[Opening Dataset content section]

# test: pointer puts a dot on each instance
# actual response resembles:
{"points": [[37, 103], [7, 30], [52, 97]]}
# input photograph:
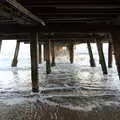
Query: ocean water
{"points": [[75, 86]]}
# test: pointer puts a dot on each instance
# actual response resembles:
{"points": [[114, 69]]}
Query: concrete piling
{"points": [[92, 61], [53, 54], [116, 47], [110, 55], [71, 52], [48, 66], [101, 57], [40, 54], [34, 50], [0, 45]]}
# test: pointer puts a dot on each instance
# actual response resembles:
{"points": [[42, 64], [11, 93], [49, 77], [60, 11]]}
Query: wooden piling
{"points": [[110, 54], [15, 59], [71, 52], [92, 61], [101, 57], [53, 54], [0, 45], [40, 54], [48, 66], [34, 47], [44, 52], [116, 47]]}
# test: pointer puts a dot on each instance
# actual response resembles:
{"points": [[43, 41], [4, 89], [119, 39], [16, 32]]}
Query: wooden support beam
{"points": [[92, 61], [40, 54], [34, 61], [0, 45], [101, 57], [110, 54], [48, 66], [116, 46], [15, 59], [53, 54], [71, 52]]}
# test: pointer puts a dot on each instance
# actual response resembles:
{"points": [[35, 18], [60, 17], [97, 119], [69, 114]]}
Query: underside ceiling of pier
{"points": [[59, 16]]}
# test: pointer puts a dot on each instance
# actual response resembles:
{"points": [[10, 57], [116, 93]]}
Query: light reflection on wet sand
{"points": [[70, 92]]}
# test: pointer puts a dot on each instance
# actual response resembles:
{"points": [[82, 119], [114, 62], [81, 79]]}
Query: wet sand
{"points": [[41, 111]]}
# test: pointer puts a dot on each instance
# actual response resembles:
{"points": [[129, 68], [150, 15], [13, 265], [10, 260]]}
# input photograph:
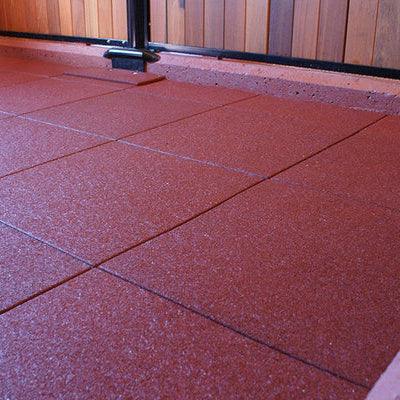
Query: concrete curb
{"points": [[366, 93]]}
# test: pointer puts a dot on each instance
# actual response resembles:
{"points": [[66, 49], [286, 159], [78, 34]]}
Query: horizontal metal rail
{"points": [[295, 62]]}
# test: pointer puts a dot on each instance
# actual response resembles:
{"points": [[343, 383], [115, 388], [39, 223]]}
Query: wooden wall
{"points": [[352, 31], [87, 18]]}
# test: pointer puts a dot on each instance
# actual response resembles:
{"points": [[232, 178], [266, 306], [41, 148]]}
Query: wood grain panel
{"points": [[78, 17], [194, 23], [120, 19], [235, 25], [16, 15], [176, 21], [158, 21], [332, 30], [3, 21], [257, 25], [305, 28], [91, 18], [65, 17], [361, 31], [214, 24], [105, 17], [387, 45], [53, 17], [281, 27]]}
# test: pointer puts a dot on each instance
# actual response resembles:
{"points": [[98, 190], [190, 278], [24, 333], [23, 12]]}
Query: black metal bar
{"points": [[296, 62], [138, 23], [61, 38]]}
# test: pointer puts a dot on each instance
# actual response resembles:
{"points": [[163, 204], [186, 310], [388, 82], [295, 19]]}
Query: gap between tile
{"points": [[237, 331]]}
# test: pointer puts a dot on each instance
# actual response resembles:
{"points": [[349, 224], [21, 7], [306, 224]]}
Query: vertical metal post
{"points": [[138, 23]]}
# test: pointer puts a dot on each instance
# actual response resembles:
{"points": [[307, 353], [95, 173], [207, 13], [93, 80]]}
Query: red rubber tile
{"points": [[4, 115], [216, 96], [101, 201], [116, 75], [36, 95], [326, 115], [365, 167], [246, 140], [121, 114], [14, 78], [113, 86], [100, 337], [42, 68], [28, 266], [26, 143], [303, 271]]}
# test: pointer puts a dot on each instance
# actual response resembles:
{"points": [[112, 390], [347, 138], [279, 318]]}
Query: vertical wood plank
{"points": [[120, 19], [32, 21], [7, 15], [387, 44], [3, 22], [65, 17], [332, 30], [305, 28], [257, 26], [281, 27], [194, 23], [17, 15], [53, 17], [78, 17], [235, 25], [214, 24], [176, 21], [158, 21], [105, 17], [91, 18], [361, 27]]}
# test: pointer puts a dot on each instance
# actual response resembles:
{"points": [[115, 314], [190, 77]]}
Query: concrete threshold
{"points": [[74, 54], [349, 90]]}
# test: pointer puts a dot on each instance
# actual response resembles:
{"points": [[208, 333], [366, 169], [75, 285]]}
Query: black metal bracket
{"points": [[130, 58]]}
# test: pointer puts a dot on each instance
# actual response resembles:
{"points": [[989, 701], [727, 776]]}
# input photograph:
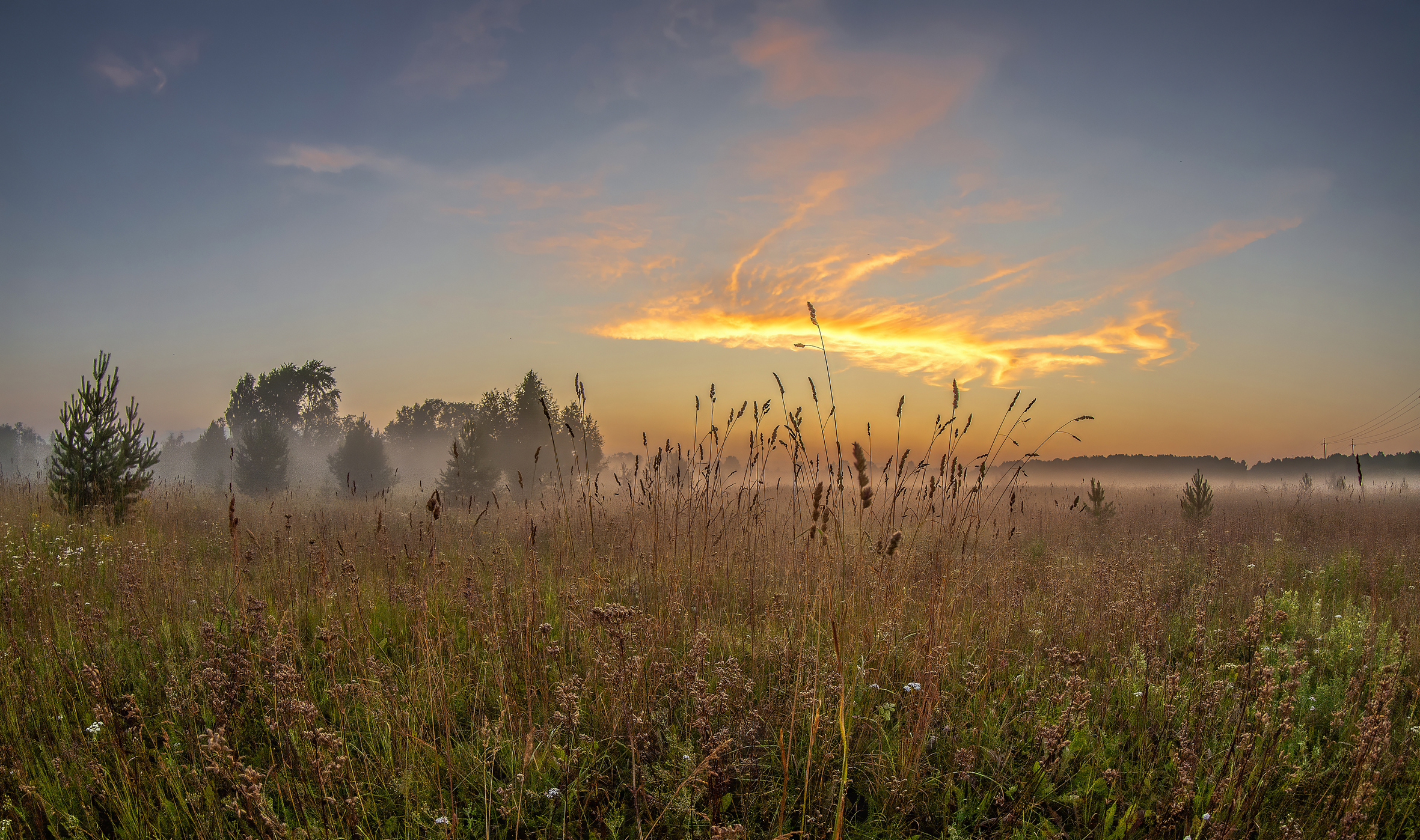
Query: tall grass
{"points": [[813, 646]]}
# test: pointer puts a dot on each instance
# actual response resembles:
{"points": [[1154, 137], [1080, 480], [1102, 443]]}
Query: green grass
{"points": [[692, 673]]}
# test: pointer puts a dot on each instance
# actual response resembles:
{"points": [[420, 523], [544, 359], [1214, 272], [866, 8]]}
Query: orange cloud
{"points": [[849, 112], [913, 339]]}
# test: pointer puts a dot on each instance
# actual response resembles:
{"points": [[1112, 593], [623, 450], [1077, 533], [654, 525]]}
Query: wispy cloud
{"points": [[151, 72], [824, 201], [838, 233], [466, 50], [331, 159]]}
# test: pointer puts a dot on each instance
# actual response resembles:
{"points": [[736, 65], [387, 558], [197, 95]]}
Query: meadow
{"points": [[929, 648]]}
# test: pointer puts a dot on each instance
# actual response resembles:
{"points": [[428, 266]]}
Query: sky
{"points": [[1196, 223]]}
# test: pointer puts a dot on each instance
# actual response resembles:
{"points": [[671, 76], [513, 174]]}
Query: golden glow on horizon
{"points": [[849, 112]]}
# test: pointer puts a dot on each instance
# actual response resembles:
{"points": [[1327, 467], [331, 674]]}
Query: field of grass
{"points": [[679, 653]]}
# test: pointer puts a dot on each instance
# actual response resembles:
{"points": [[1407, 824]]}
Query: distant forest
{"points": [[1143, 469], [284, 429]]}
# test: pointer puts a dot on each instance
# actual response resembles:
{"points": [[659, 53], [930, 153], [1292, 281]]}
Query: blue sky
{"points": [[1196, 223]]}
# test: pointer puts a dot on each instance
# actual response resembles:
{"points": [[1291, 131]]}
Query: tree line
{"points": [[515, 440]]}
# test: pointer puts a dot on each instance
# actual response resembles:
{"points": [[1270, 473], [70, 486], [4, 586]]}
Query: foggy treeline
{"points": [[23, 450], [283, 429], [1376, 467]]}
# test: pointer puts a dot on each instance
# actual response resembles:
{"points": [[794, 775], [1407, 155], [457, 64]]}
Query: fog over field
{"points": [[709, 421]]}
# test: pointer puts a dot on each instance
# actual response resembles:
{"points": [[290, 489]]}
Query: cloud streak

[Closing Dataset content section]

▸ **Work order**
Except for the pictures, set down each line of the records exactly as it appears.

▸ **Final answer**
# test: pointer puts a dot on each instance
# actual response resembles:
{"points": [[37, 103], [7, 30], [52, 97]]}
# input photograph:
Query: ocean water
{"points": [[75, 86]]}
# test: pointer puts a dot on each instance
# actual response resembles:
{"points": [[114, 69]]}
Query: concrete piling
{"points": [[92, 61], [53, 54], [116, 47], [110, 55], [71, 52], [48, 66], [101, 57], [40, 54], [34, 50], [0, 45]]}
# test: pointer puts a dot on each instance
# actual response resembles:
{"points": [[42, 64], [11, 93], [49, 77], [60, 11]]}
Query: wooden piling
{"points": [[110, 54], [15, 59], [71, 52], [92, 61], [101, 57], [53, 54], [0, 45], [40, 54], [48, 66], [34, 47], [44, 52], [116, 47]]}
# test: pointer puts a dot on each instance
# actual response resembles:
{"points": [[43, 41], [4, 89], [119, 39], [16, 32]]}
Query: wooden support beam
{"points": [[92, 61], [40, 54], [34, 61], [0, 45], [101, 57], [110, 54], [48, 66], [116, 46], [15, 59], [53, 54], [71, 52]]}
# test: pointer puts a dot on each instance
# actual response resembles:
{"points": [[35, 18], [60, 17], [97, 119], [69, 114]]}
Query: underside ceiling of pier
{"points": [[59, 16]]}
# test: pointer puts a dot on each instance
# actual response resembles:
{"points": [[10, 57], [116, 93]]}
Query: light reflection on wet sand
{"points": [[70, 92]]}
# test: pointer puts a dot on each instance
# actual response resembles:
{"points": [[82, 119], [114, 62], [81, 79]]}
Query: wet sand
{"points": [[41, 111]]}
# test: pointer puts a dot on each instance
# actual response resembles:
{"points": [[129, 68], [150, 15], [13, 265], [10, 260]]}
# input photograph:
Query: concrete curb
{"points": [[366, 93]]}
# test: pointer puts a dot on each instance
# actual response resembles:
{"points": [[66, 49], [286, 159], [78, 34]]}
Query: horizontal metal rail
{"points": [[295, 62]]}
# test: pointer puts a dot on each instance
# actual response resembles:
{"points": [[343, 383], [115, 388], [39, 223]]}
Query: wooden wall
{"points": [[352, 31], [87, 18]]}
# test: pointer puts a dot on each instance
# actual response resembles:
{"points": [[232, 178], [266, 306], [41, 148]]}
Query: wood grain panel
{"points": [[78, 17], [194, 23], [120, 19], [235, 25], [16, 15], [176, 21], [158, 21], [332, 30], [3, 21], [257, 25], [305, 28], [91, 18], [65, 17], [361, 31], [214, 24], [105, 17], [387, 45], [53, 17], [281, 27]]}
# test: pointer puts a dot on each instance
# actual response resembles:
{"points": [[98, 190], [190, 278], [24, 333], [23, 12]]}
Query: black metal bar
{"points": [[296, 62], [138, 23], [61, 38]]}
# test: pointer puts a dot on each instance
# actual response resembles:
{"points": [[163, 204], [186, 310], [388, 82], [295, 19]]}
Query: gap between tile
{"points": [[237, 331]]}
# test: pointer puts a dot on each instance
# actual response resembles:
{"points": [[349, 224], [21, 7], [306, 224]]}
Query: vertical metal post
{"points": [[138, 23]]}
# test: pointer puts a dot on each instance
# actual response resembles:
{"points": [[307, 353], [95, 173], [207, 13], [93, 80]]}
Query: red rubber tile
{"points": [[4, 115], [216, 96], [101, 201], [116, 75], [36, 95], [326, 115], [365, 167], [246, 140], [121, 114], [14, 78], [113, 86], [100, 337], [42, 68], [28, 266], [26, 143], [303, 271]]}
# test: pointer puts a dot on each instance
# actual response resembles:
{"points": [[112, 390], [347, 138], [279, 318]]}
Query: vertical wood plank
{"points": [[120, 19], [32, 21], [7, 15], [387, 44], [3, 22], [65, 17], [332, 30], [305, 28], [257, 26], [281, 27], [194, 23], [17, 15], [53, 17], [78, 17], [235, 25], [214, 24], [176, 21], [158, 21], [105, 17], [91, 18], [361, 27]]}
# test: pointer puts a dot on each instance
# actual response resembles:
{"points": [[115, 314], [190, 77]]}
Query: concrete threshold
{"points": [[74, 54], [349, 90]]}
# test: pointer puts a dot on each instance
# actual response resembles:
{"points": [[208, 333], [366, 169], [75, 285]]}
Query: black metal bracket
{"points": [[130, 58]]}
# test: pointer puts a dot on each instance
# actual response resembles:
{"points": [[989, 701], [727, 776]]}
# input photograph:
Query: tall grass
{"points": [[813, 646]]}
# test: pointer puts a dot on each instance
# actual response resembles:
{"points": [[1154, 137], [1080, 480], [1102, 443]]}
Query: green grass
{"points": [[692, 673]]}
# test: pointer puts a dot on each instance
# actual response resembles:
{"points": [[420, 523], [544, 359], [1214, 272], [866, 8]]}
Query: orange cloud
{"points": [[849, 112], [913, 339]]}
# test: pointer puts a dot on each instance
# actual response resembles:
{"points": [[1112, 593], [623, 450], [1077, 533], [654, 525]]}
Query: wispy cloud
{"points": [[151, 72], [824, 201], [838, 233], [466, 50], [331, 159]]}
# test: pointer puts a dot on each instance
# actual response resembles:
{"points": [[736, 65], [387, 558], [197, 95]]}
Query: meadow
{"points": [[929, 648]]}
# test: pointer puts a dot on each instance
# actual response resembles:
{"points": [[428, 266]]}
Query: sky
{"points": [[1196, 223]]}
# test: pointer puts a dot on each instance
# actual response resembles:
{"points": [[671, 76], [513, 174]]}
Query: golden glow on horizon
{"points": [[849, 112]]}
# test: pointer puts a dot on each instance
# actual response resembles:
{"points": [[1327, 467], [331, 674]]}
Query: field of grass
{"points": [[679, 653]]}
# test: pointer puts a dot on each instance
# actual response resembles:
{"points": [[1407, 824]]}
Query: distant forest
{"points": [[1143, 469], [284, 429]]}
# test: pointer puts a dot on each instance
# actual response resembles:
{"points": [[659, 53], [930, 153], [1292, 281]]}
Query: blue sky
{"points": [[1196, 223]]}
# test: pointer puts a dot on each instance
# actual response resembles:
{"points": [[1291, 131]]}
Query: tree line
{"points": [[515, 440]]}
# test: pointer puts a dot on each instance
# actual response resembles:
{"points": [[1270, 473], [70, 486], [4, 586]]}
Query: foggy treeline
{"points": [[23, 450], [283, 429], [1376, 467]]}
# test: pointer puts a dot on each instance
# actual response resembles:
{"points": [[794, 775], [1407, 155], [457, 64]]}
Query: fog over field
{"points": [[709, 421]]}
# test: pointer puts a dot on each instance
# actual response resembles:
{"points": [[290, 489]]}
Query: cloud streak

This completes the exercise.